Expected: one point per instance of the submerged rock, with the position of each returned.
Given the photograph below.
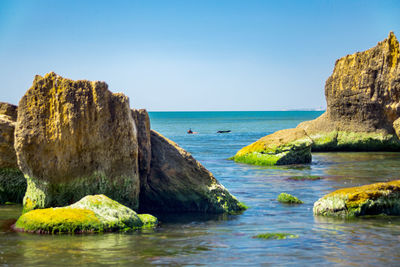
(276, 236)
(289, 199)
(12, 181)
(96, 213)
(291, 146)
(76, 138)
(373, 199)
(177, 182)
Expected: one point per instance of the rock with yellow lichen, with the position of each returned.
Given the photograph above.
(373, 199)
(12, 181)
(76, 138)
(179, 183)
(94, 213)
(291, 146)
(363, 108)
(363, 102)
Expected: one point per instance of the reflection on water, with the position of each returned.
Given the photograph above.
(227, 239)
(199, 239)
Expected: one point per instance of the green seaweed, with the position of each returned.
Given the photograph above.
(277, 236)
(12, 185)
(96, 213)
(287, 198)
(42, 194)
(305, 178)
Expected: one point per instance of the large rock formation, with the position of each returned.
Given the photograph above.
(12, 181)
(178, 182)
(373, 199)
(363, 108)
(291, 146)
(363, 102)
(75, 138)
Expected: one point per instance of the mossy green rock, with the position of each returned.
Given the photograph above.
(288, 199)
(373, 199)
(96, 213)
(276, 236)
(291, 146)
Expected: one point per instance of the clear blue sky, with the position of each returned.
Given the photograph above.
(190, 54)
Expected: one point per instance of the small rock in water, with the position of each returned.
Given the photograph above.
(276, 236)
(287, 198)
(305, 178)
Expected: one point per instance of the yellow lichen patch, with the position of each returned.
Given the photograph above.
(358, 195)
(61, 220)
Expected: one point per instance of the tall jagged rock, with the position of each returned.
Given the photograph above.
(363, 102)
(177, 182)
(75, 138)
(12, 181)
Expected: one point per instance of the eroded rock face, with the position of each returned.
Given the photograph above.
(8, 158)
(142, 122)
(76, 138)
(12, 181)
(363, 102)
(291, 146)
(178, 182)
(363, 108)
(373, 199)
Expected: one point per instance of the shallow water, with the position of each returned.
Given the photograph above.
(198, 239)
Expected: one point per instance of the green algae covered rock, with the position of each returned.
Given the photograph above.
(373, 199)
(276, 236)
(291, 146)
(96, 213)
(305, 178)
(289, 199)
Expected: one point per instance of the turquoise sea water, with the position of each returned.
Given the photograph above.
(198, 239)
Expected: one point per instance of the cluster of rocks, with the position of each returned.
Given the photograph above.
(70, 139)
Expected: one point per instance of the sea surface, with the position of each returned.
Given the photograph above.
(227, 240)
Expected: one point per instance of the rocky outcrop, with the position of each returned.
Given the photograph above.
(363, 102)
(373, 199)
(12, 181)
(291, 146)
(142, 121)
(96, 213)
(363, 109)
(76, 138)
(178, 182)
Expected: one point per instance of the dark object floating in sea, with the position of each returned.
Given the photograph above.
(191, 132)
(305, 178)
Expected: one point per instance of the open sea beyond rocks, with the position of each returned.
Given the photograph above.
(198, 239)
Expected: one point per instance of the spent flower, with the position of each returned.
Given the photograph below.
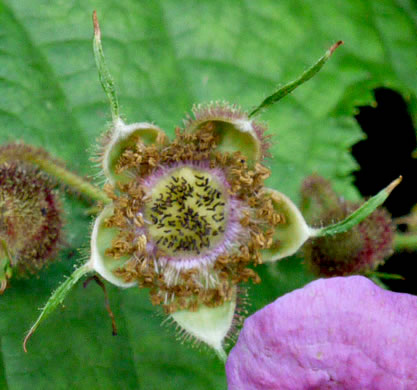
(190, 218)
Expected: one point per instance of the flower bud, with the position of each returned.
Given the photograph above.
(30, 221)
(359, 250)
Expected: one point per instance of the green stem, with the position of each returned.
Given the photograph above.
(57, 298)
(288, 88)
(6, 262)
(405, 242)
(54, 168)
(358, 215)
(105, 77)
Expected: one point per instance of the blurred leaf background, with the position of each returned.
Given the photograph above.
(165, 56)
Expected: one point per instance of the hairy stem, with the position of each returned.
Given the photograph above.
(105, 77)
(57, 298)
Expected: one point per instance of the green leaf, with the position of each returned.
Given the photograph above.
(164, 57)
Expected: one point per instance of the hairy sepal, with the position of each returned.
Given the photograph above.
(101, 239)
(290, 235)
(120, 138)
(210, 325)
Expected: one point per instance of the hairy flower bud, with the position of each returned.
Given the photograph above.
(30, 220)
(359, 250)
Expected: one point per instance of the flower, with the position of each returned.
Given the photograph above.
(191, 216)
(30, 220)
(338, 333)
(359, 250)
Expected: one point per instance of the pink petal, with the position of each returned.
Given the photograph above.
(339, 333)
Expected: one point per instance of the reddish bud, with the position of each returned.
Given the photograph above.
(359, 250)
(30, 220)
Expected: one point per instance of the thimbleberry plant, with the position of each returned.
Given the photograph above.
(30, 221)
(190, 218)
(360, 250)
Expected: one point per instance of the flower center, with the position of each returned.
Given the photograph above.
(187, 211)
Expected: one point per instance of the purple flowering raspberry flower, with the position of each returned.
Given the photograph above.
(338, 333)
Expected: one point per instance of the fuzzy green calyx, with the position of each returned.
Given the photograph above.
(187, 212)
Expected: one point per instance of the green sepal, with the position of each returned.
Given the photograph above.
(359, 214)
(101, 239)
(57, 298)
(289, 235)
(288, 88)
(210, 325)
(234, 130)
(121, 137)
---------------
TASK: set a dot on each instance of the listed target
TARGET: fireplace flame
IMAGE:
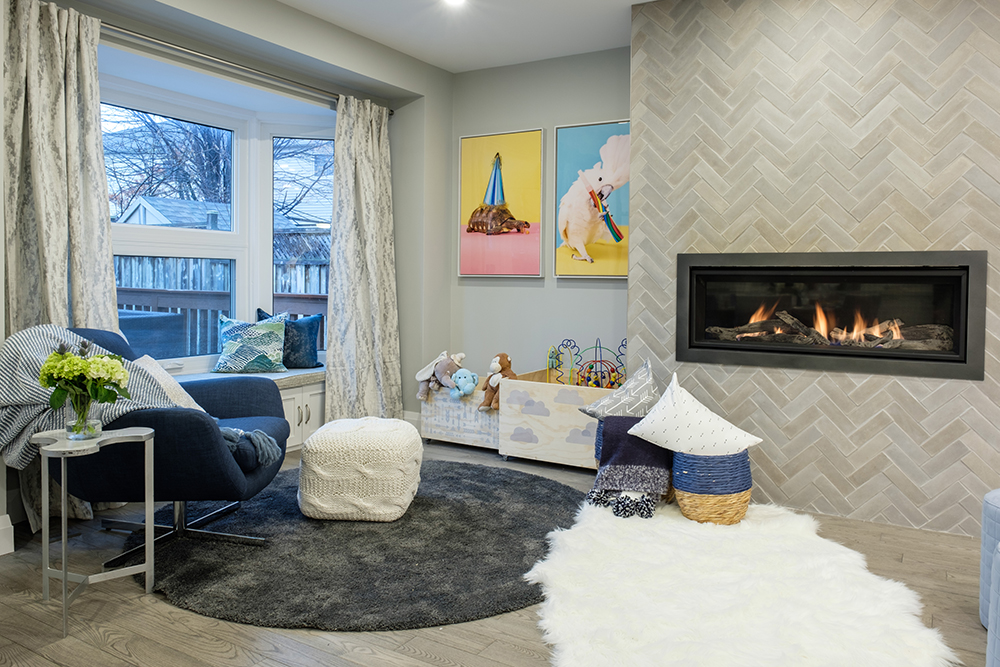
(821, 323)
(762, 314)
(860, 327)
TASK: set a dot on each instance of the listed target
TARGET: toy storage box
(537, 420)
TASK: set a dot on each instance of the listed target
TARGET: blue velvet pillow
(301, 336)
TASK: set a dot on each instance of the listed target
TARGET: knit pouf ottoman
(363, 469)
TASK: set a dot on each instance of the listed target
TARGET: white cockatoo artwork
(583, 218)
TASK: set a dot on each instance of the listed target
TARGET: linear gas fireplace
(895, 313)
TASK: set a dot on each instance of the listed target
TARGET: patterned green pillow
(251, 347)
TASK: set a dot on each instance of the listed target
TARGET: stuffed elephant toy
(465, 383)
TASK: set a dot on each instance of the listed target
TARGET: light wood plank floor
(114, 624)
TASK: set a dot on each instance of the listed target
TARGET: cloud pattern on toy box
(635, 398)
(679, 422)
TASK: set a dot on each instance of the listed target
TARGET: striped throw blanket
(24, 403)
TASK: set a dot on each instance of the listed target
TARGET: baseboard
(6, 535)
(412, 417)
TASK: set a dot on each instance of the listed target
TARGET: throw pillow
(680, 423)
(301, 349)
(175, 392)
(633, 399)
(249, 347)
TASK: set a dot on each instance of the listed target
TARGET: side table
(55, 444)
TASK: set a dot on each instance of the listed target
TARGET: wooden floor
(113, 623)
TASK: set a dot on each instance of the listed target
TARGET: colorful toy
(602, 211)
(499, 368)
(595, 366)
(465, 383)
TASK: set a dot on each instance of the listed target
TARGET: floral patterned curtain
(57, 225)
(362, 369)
---------------
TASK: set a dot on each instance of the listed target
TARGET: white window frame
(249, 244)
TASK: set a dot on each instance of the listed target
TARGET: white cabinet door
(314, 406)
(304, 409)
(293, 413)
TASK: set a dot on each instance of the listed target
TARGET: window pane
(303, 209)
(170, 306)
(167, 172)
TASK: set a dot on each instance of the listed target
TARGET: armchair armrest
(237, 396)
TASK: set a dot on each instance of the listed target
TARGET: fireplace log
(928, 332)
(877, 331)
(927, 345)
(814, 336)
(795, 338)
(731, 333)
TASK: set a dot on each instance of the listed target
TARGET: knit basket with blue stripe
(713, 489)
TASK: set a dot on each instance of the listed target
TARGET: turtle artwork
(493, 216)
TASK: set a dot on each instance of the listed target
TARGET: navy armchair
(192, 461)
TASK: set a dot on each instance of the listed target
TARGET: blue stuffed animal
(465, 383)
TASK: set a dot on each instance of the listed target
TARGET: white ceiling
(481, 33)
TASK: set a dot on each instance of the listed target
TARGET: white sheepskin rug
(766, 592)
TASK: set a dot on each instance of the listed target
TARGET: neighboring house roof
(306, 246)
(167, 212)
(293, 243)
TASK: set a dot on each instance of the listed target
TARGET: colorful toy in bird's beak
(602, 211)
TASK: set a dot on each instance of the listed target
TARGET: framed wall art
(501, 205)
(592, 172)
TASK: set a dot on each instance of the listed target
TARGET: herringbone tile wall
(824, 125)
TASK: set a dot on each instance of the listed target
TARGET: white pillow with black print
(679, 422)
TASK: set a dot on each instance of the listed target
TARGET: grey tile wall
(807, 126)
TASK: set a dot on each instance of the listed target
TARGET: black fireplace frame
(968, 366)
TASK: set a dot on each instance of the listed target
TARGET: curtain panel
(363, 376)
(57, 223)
---------------
__Activity__
Using the listing above, copy exactly the line that contains "Expected: one point per instance of the yellow", the line that contains "Expected: one point per instance of the turquoise", and each line that falls between them.

__Answer area__
Expected: one point per instance of the yellow lichen patch, with the position of each returned.
Given the photograph above.
(358, 195)
(61, 220)
Expected: one point per instance of the tall jagged rock, with the position of each returned.
Given the photograph above.
(363, 102)
(177, 182)
(75, 138)
(12, 181)
Expected: one point per instance of the eroded rock face, with the position of each returned.
Given the photograph above.
(8, 158)
(142, 122)
(76, 138)
(12, 181)
(363, 102)
(291, 146)
(178, 182)
(363, 108)
(373, 199)
Expected: one point per instance of the shallow water, with the position of each returned.
Given the photograph above.
(198, 239)
Expected: one point per instance of the green algae covered rock, with the position of each returned.
Given the photograph above.
(373, 199)
(276, 236)
(291, 146)
(96, 213)
(305, 178)
(289, 199)
Expected: one point per instance of the turquoise sea water, with the position of each returned.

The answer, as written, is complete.